::: Texte proposé :::

Présidentielle algérienne : les généraux rentrent dans le rang
Remaniée en profondeur, la vieille garde de l’armée algérienne a été peu à peu écartée du jeu politique. Et si, pour le choix du futur président, les généraux n’avaient plus leur mot à dire ?
Algérie : le grand saut dans le vide
C’était en octobre 2003. Dans un pamphlet d’une rare violence, Khaled Nezzar, l’ancien ministre de la Défense, expliquait comment l’armée avait choisi de faire élire Abdelaziz Bouteflika en avril 1999 : "Parce qu’il était le moins mauvais des candidats." Dix ans plus tard, aucun haut gradé n’oserait s’exprimer ainsi. Non par manque de courage, mais parce que l’âge d’or des généraux semble révolu. De là à supputer que l’armée n’aura pas son mot à dire…
Au cours des trois mandats de Bouteflika (1999, 2004, 2009), premier président civil depuis la destitution d’Ahmed Ben Bella, en juin 1965, la composition des centres de décision a largement évolué et l’institution militaire a connu de profondes mutations.
Propulsé par les généraux au palais d’El-Mouradia, Bouteflika, qui refusait d’être un "trois quarts de président", a su écarter ses adversaires dans l’armée et promouvoir des fidèles – souvent issus de sa région, l’Ouest – afin de renforcer ses pouvoirs et de devenir un "hyperprésident".
Toufik pèse-t-il sur la désignation du successeur de Bouteflika ?
Une nouvelle génération d’officiers, formée dans de prestigieuses académies militaires occidentales, a été promue à des postes à responsabilité, poussant vers la sortie la vieille garde, maquisarde durant la guerre de libération et sortie des écoles de l’ex-URSS. Tout un bataillon de colonels et de généraux ont été écartés, mis à la retraite. D’autres se sont reconvertis dans les affaires. D’autres enfin sont décédés. Plus instruits, et dépourvus de légitimité révolutionnaire, les nouveaux s’intéressent beaucoup moins à la politique que leurs aînés.

::: Données fournies :::

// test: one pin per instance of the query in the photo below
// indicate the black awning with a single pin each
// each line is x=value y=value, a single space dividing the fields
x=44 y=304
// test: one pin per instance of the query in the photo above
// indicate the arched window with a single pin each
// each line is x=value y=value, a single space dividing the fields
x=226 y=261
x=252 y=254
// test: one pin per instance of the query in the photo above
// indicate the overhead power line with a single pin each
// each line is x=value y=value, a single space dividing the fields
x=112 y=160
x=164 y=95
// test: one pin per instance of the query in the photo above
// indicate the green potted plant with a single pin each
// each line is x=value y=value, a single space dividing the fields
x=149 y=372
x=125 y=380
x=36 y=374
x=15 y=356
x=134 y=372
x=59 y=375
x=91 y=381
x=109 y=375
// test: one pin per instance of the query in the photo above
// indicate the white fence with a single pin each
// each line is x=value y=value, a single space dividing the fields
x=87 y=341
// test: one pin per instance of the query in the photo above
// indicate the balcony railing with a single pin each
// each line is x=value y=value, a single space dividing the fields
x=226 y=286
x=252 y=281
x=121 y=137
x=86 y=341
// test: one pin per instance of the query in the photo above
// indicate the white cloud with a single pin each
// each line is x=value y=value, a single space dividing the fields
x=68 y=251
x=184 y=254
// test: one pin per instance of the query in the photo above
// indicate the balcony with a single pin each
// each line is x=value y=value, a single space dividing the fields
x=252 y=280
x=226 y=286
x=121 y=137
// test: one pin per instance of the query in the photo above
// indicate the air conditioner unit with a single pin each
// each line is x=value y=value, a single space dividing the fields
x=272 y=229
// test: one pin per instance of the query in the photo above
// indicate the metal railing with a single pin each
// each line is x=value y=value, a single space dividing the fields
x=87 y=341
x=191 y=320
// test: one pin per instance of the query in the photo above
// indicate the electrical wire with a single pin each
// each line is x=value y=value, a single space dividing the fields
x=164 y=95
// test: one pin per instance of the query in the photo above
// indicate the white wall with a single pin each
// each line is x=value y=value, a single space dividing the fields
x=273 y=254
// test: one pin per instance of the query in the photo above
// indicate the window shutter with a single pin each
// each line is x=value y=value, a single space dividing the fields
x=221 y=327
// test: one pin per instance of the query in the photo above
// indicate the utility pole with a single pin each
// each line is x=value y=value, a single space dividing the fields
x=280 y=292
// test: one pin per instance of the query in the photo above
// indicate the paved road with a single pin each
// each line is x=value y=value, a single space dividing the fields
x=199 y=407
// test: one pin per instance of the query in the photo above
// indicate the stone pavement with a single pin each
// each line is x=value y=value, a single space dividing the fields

:::

Répondez à ces questions à l'aide du texte sur la présidentielle algérienne.
(a) À quelle date Khaled Nezzar a-t-il publié son pamphlet ?
(b) Quand Ahmed Ben Bella a-t-il été destitué ?
(c) De quelles écoles la vieille garde de l'armée était-elle sortie ?
Les lignes n'ont aucune utilité ici.

(a) En octobre 2003.
(b) En juin 1965.
(c) Des écoles de l'ex-URSS.